Die aktuell unruhigen Zeiten sind gut fürs Gold. Jedenfalls nach der Theorie. Es herrscht einige Unsicherheit auf der Welt, verursacht von der amerikanischen Regierung und ihren Handelskonflikten mit diversen Ländern. Die Türkei steckt in argen Turbulenzen, Schwellenländer geraten unter Druck, in China machen sich Wachstumssorgen breit, ein geregelter Austritt Großbritanniens aus der EU ist mehr als fraglich, und in Italien irrlichtert die Regierung. In solch unruhigen Zeiten haben Anleger immer gerne Gold gekauft, um sich gegen allzu starke Wertschwankungen abzusichern. Vom „sicheren Hafen“ ist seit jeher die Rede.
Doch grau ist alle Theorie. Praktisch ist Gold außer Mode unter den Anlegern. Als sicheren Häfen der Stunde sind andere gesucht: Bundesanleihen beispielsweise, deren Renditen wieder stark gesunken sind, vor allem aber der Dollar. Die amerikanische Währung ist stark gestiegen und hat damit den Goldpreis, der in Dollar berechnet wird, stark nach unten gedrückt.
In der zurückliegenden Woche fiel eine Feinunze Gold auf weniger als 1200 Dollar, kostete zeitweise 1160 Dollar und damit so wenig wie seit Anfang 2017 nicht mehr. Seit Anfang Juni haben Anleger fast vier Milliarden Dollar aus Gold-ETF abgezogen, in den vergangenen Tagen blieben die Abflüsse stark. Hedgefonds wetten so stark auf einen weiteren Preisverfall des Edelmetalls wie seit mehr als zehn Jahren nicht. Selbst die Inder als die größten Schmuckliebhaber halten sich zurück, weil die Rupie stark abgewertet hat und Gold damit viel teurer wurde. Der Negativtrend mag vielen übertrieben erscheinen, vor allem den Gold-Fans, die dem Edelmetall einen Wert zusprechen, der viel höher ist als der aktuelle Preis.
Es gibt aber gute Gründe, eher amerikanische Staatsanleihen zu kaufen als einen Barren Gold. In den Vereinigten Staaten gibt es nämlich wieder Zinsen. Schon zweijährige Staatsanleihen werfen rund 2,6 Prozent ab. Amerikas Wirtschaft rechtfertigt das Vertrauen in den Dollar: Das Wachstum ist höher als in Europa und anderswo, die Arbeitslosigkeit niedrig und die Konsumlust der Amerikaner groß.
Selbst wenn es zu einer Konjunkturabkühlung kommt: Bis auf weiteres wird die amerikanische Notenbank weiter die Zinsen anheben, anders als die Europäische Zentralbank, und der Dollar wird gefragt bleiben. Gold zu halten bringt keine Zinsen, es kostet sogar.

━━━━━━━━━━━━━━━━

• Die Aufgaben
• a. Gib bitte den Textauszug von „Doch grau ist“ bis einschließlich „nach unten gedrückt.“ wortgetreu wieder.
• b. Beantworte anhand des Textauszugs folgende Fragen:
(i) Welchen Preis hatte eine Feinunze Gold in der zurückliegenden Woche zeitweise?
(ii) Wie viel werfen zweijährige amerikanische Staatsanleihen ab?
(iii) In welcher Währung wird der Goldpreis berechnet?
Die Einträge stehen in keinem Zusammenhang mit dem Textauszug.

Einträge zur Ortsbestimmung
━━━━━━━━━━━━━━━━

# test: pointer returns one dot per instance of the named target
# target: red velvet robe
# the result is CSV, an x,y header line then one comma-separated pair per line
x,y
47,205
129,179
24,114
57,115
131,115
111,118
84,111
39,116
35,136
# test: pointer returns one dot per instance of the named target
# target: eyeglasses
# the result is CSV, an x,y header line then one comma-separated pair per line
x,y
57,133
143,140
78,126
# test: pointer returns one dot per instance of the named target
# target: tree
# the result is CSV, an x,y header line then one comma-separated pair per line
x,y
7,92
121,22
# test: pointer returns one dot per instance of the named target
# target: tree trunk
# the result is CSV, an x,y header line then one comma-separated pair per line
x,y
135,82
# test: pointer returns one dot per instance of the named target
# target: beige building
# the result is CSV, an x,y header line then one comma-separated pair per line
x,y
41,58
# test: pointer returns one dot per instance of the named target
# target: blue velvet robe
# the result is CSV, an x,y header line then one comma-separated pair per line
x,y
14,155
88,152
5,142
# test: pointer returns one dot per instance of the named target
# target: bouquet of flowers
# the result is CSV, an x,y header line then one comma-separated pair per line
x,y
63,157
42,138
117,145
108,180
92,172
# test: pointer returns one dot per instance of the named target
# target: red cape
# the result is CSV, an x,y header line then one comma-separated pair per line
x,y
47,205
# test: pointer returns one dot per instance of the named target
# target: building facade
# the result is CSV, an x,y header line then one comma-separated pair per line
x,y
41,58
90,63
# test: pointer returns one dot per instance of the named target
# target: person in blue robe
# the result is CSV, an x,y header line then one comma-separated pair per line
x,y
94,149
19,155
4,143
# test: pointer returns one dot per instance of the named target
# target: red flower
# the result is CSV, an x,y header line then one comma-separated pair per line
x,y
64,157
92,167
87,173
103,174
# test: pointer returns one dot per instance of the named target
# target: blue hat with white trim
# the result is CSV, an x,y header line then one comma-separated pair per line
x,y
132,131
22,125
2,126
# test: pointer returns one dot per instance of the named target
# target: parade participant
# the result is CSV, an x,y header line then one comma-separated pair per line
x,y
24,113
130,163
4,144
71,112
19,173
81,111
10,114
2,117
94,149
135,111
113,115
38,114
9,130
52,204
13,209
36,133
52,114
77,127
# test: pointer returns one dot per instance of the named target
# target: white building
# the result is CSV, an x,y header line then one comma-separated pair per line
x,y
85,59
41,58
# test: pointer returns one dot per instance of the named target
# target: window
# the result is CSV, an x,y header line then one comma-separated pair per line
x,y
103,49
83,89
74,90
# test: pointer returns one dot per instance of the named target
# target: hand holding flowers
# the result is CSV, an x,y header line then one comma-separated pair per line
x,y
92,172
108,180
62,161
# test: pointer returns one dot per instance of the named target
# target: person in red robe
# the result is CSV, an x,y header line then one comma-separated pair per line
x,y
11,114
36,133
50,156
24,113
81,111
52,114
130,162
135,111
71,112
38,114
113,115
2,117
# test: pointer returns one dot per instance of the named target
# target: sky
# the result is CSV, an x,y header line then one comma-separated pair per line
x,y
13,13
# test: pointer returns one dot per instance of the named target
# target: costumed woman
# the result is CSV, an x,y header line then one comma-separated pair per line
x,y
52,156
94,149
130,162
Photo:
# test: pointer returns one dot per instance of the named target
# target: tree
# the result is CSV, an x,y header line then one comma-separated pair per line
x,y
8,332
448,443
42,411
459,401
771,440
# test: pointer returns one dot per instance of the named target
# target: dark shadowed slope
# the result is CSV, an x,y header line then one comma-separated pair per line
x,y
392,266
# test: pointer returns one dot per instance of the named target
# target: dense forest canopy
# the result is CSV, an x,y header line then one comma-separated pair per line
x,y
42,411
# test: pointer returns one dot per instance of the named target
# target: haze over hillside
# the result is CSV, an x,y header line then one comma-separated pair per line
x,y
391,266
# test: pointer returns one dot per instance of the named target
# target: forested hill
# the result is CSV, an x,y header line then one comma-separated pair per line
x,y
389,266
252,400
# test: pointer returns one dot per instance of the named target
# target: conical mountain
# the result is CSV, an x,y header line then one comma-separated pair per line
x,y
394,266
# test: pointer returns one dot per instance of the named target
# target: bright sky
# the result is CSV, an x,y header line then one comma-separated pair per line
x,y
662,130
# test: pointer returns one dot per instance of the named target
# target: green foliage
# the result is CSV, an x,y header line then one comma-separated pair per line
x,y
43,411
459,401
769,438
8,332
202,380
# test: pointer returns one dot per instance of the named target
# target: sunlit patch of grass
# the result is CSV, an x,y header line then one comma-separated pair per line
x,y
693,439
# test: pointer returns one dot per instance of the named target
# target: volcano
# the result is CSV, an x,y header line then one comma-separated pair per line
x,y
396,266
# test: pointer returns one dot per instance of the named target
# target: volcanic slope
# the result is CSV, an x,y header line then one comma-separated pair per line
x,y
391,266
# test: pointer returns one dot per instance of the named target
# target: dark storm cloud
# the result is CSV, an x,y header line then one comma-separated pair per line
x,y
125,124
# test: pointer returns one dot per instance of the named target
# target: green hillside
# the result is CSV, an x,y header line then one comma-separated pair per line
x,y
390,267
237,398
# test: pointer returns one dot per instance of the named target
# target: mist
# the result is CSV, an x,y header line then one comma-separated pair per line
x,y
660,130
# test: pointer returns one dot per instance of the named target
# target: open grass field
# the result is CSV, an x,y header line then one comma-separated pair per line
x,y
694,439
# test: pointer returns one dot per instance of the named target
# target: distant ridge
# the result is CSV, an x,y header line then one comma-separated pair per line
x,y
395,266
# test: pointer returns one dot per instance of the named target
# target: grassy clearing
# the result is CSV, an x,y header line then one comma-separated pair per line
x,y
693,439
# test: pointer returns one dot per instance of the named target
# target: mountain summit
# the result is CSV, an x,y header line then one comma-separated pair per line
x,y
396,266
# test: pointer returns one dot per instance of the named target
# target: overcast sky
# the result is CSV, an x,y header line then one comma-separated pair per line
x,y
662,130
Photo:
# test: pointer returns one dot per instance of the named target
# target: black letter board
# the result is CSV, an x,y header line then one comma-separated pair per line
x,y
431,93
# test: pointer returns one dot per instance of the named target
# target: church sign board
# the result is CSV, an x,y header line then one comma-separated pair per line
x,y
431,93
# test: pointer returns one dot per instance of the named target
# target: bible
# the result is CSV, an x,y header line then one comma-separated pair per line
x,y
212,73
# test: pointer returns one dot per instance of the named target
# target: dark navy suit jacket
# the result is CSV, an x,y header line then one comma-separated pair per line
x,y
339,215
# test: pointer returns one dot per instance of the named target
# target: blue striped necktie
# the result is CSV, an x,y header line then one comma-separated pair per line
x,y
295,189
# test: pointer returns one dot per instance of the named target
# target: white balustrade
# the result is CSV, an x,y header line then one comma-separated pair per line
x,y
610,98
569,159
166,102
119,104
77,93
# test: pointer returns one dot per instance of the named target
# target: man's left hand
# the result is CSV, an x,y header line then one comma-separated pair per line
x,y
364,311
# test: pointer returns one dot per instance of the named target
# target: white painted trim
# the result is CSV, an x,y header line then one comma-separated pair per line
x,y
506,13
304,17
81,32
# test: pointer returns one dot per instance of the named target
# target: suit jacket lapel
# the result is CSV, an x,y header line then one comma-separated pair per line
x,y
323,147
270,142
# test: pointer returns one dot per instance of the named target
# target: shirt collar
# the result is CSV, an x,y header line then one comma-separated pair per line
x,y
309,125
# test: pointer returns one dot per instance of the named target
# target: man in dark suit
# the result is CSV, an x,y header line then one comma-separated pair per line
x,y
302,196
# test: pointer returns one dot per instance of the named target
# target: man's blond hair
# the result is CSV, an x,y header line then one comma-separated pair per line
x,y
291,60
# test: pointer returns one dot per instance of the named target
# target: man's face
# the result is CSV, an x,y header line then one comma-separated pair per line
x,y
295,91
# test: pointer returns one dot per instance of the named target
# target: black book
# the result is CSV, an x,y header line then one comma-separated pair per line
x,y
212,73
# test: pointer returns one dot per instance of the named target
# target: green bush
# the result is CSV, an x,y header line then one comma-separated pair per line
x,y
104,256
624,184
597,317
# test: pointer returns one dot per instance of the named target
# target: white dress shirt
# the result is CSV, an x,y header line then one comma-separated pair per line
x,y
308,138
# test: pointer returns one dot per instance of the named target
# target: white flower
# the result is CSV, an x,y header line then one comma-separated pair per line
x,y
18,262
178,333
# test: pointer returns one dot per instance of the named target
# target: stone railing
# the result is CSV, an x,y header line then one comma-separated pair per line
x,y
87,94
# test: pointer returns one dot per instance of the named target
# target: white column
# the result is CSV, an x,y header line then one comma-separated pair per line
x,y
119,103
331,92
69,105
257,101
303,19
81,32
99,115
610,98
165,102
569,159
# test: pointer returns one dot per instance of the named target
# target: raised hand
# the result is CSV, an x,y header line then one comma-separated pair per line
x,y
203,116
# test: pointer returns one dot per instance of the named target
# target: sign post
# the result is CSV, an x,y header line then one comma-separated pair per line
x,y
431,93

━━━━━━━━━━━━━━━━

• Erwartete Antworten
• a.
Doch grau ist alle Theorie. Praktisch ist Gold außer Mode unter den Anlegern. Als sicheren Häfen der Stunde sind andere gesucht: Bundesanleihen beispielsweise, deren Renditen wieder stark gesunken sind, vor allem aber der Dollar. Die amerikanische Währung ist stark gestiegen und hat damit den Goldpreis, der in Dollar berechnet wird, stark nach unten gedrückt.

• b.
(i) 1160 Dollar
(ii) Rund 2,6 Prozent
(iii) In Dollar